[Entries from a point annotation set]
++++++++++++++++++++

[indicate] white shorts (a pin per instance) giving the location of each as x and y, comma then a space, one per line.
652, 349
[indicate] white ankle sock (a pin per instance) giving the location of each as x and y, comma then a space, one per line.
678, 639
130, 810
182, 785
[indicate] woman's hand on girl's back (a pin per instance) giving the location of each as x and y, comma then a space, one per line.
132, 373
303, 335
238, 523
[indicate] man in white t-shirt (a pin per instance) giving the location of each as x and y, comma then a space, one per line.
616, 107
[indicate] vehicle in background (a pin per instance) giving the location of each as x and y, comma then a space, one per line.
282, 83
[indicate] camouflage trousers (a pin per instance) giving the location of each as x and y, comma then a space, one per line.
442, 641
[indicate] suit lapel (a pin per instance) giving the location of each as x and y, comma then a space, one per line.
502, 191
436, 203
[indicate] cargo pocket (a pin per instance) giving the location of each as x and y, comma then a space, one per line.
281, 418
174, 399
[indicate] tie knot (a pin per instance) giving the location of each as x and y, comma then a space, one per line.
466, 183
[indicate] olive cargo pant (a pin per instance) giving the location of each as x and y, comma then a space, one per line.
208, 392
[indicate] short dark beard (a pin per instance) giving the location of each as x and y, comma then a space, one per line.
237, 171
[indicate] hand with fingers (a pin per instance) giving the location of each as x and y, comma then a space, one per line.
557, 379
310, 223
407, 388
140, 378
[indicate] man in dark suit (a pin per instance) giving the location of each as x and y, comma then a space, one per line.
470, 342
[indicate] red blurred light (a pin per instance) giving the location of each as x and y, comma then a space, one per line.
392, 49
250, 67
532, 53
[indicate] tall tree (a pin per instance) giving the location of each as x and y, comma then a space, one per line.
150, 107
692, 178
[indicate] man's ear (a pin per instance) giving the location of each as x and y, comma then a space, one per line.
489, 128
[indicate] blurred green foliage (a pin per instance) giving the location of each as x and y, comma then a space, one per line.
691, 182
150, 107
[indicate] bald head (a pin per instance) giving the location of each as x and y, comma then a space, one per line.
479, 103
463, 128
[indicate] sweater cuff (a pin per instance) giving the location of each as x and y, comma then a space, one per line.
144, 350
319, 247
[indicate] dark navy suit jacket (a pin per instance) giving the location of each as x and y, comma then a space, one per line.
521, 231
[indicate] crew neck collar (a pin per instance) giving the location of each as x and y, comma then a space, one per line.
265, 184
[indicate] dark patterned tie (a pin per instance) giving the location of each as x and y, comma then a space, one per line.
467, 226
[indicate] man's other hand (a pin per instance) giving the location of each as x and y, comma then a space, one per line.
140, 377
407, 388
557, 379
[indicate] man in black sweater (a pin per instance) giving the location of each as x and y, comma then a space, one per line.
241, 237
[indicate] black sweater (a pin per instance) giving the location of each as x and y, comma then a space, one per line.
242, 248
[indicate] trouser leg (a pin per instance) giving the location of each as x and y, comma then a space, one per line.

++++++++++++++++++++

> Your objective
Copy exactly the lines of the listing above, beginning at the line with "[indicate] crew neck" and ending at its final line; write out nothing else.

> Response for this exercise
[indicate] crew neck collar (a pin per instance) giving the location of each as x and y, comma then a space, one per line.
265, 184
[indicate] dark patterned tie (a pin per instance) giving the location of each as x and y, comma then a space, one per line.
467, 226
[indicate] man's other hand (a pin per instance) giving the location of each as x and y, comma then a space, one per line.
140, 377
407, 388
557, 379
[indicate] man in black sweater (a pin per instance) giving the location of each as x and y, comma then a space, one per line.
241, 237
[indicate] black sweater (a pin per instance) giving the location of each as x and y, comma then a space, one per line.
242, 248
[indicate] trouser leg (a pin per instance) giving the location of each as x and y, comma then a space, one per line.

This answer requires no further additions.